(Provided text Opens)
Biosecurity ‘spring clean’

Ciara O’Neill is a veterinary surgeon with the Garth Pig Practice. Based in the South West, she has a keen interest in gilt management.

A colleague recently described to me a sign on a farrowing room door – it read: ‘Dip your boots before entry’. Underneath it, someone had added the damning: ‘This means you too, Mr Owner’.   It’s a good reminder that internal biosecurity is the responsibility of everyone.   

To everyone, it should mean the process of identifying the pathogens already present on the unit and reducing their ability to affect the pigs’ health by reducing pathogen load, limiting pathogen spread and maximising the pigs’ ability to mount an immune response to them when exposed.

Many internal biosecurity procedures have evolved – some from trial and error and some from careful consideration of prevailing winds, staff movements, disease risk etc. But all biosecurity measures should be consistently reviewed and updated.

Perhaps one element to include in your ‘spring clean’ biosecurity review is a calculation of value per pig per disease agent prevented by any new internal biosecurity intervention or procedure. This calculation, alongside a risk assessment per pathogen, can be used to create a ‘must-do’ list.

For example, post-weaning E.coli  diarrhoea is often prevalent within herds due to a combination of factors around weaning – stress, change in diet, incomplete cleaning and disinfection, mixing of pigs and movement of people and equipment. With the cost of E.coli PWD being up to £3.50 per pig, a long-term investment in E.coli reduction measures such as separate weaner equipment, barrier entry to the weaner house, and a vaccination programme would pay off.
(Provided text Closes)
(Supplied data Opens)
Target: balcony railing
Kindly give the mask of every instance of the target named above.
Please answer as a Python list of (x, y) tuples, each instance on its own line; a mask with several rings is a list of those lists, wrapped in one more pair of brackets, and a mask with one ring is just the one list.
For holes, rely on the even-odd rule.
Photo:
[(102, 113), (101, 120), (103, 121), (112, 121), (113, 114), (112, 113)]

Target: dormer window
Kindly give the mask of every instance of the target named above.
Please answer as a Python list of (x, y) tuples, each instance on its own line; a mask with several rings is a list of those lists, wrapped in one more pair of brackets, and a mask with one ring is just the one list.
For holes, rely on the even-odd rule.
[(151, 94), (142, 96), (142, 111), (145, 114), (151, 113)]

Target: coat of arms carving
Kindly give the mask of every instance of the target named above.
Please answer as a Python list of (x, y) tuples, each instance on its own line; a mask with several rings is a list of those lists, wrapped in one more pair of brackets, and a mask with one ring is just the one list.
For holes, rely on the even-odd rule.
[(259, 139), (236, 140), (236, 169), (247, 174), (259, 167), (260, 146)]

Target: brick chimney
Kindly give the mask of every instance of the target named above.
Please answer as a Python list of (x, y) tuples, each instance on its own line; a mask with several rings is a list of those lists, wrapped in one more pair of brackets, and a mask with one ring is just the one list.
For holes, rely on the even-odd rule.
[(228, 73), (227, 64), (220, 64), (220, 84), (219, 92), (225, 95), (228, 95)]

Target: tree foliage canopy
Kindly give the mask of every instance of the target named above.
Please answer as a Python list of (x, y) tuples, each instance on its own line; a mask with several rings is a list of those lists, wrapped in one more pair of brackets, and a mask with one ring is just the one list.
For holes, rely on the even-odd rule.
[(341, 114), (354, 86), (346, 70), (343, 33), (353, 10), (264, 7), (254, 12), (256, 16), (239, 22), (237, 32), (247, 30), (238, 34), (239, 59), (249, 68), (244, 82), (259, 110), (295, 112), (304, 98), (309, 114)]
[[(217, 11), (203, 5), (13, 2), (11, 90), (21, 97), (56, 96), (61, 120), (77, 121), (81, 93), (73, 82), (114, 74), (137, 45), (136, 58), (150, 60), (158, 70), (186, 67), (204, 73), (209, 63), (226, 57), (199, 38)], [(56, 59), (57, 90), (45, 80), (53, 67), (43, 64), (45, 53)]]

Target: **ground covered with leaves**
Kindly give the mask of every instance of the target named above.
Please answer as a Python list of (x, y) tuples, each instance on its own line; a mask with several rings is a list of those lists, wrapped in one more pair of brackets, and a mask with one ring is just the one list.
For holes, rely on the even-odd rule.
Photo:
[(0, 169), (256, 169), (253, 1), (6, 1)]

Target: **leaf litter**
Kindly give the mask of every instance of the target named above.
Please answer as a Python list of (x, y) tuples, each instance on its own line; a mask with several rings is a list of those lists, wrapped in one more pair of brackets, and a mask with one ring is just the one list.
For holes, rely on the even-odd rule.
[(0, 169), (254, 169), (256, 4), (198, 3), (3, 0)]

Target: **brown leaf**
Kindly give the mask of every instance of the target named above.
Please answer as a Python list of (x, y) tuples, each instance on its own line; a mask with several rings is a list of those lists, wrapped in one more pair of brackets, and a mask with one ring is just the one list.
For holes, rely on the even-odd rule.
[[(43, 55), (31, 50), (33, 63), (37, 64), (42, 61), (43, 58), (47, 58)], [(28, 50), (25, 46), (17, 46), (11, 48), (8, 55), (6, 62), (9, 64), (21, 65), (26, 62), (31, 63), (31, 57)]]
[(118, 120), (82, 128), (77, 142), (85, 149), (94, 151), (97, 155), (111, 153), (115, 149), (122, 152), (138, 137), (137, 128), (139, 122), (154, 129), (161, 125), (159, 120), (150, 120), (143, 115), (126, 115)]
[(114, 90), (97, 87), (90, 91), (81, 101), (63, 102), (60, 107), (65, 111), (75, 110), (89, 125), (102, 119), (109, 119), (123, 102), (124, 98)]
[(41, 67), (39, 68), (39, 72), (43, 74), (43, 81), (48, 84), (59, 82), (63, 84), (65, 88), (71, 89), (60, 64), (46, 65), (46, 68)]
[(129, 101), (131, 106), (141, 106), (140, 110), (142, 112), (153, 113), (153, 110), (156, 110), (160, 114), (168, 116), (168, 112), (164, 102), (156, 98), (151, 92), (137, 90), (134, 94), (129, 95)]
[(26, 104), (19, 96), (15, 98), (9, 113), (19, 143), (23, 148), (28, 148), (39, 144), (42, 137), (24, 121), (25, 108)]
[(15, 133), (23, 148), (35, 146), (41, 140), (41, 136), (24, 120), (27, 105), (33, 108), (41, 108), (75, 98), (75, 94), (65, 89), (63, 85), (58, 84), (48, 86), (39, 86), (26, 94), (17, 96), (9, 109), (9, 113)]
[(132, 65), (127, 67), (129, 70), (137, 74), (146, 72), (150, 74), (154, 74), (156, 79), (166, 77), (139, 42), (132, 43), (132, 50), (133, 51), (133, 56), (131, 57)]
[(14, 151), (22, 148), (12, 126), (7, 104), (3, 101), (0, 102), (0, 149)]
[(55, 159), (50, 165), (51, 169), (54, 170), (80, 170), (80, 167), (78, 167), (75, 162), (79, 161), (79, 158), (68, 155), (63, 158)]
(Supplied data Closes)
_Your assignment:_ Write the next part of the text on a biosecurity spring clean for pig units, picking up after its final sentence. The entries above have nothing to do with what comes next.

_Written answer:_
However, going back to Mr Owner, who was haphazardly dipping his boots, ‘degree of difficulty’ is often overlooked – all intervention measures need to have a clearly defined value attached to them,
communicated to staff – otherwise, when everyone is under the pump, any biosecurity measure that appears to have little risk but some inconvenience attached will be forgotten. All-in, all-out systems only work if they are 100% ‘all-in, all out’. Any degree of compromise undermines the whole process.

We think of people on farms as being one of the greatest risks to biosecurity, usually because of their ability to transport pathogens on their clothes, on their hands, on their feed and out of their lungs, but often fail to remember that human behaviour, and in particular, constant vigilance and attention to detail, will have the greatest impact on internal biosecurity on our farms.